Convert the records below into a Markdown table with the columns Row and Line, one row per line and blank lines omitted.

──────────────────────────────

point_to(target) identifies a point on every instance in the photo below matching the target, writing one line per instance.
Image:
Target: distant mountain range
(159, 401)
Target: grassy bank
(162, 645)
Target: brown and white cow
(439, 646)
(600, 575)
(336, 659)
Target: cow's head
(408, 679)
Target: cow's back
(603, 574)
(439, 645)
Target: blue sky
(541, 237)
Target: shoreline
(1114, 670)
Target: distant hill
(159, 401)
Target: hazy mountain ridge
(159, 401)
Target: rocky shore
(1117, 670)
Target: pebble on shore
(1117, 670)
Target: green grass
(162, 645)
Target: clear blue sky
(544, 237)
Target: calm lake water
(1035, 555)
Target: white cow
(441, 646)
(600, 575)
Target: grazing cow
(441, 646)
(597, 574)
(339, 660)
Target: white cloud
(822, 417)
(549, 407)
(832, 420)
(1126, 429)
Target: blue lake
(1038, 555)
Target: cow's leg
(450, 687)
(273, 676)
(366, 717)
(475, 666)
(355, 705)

──────────────────────────────

### COMPLETED TASK
| Row | Line |
|---|---|
| 1 | point_to(target) identifies a point on every instance in the photo below matching the target, writing one line per instance. |
| 2 | Image: |
| 3 | Target: distant mountain range |
| 4 | (159, 401) |
| 5 | Target: grassy bank |
| 6 | (162, 645) |
| 7 | Target: brown and white cow |
| 8 | (439, 646) |
| 9 | (600, 575) |
| 10 | (336, 659) |
| 11 | Target: cow's head |
| 12 | (408, 679) |
| 13 | Target: cow's back |
| 14 | (603, 574) |
| 15 | (439, 645) |
| 16 | Target: blue sky |
| 17 | (541, 237) |
| 18 | Target: shoreline |
| 19 | (1114, 670) |
| 20 | Target: distant hill |
| 21 | (159, 401) |
| 22 | Target: hazy mountain ridge |
| 23 | (159, 401) |
| 24 | Target: rocky shore |
| 25 | (1117, 670) |
| 26 | Target: pebble on shore |
| 27 | (1117, 670) |
| 28 | Target: green grass |
| 29 | (162, 645) |
| 30 | Target: clear blue sky |
| 31 | (544, 237) |
| 32 | Target: calm lake water |
| 33 | (1035, 555) |
| 34 | Target: white cow |
| 35 | (441, 646) |
| 36 | (600, 575) |
| 37 | Target: grazing cow |
| 38 | (441, 646) |
| 39 | (597, 574) |
| 40 | (339, 660) |
| 41 | Target: white cloud |
| 42 | (822, 417) |
| 43 | (549, 407) |
| 44 | (832, 420) |
| 45 | (1126, 429) |
| 46 | Target: blue lake |
| 47 | (1038, 555) |
| 48 | Target: cow's leg |
| 49 | (450, 687) |
| 50 | (273, 676) |
| 51 | (366, 717) |
| 52 | (475, 666) |
| 53 | (355, 705) |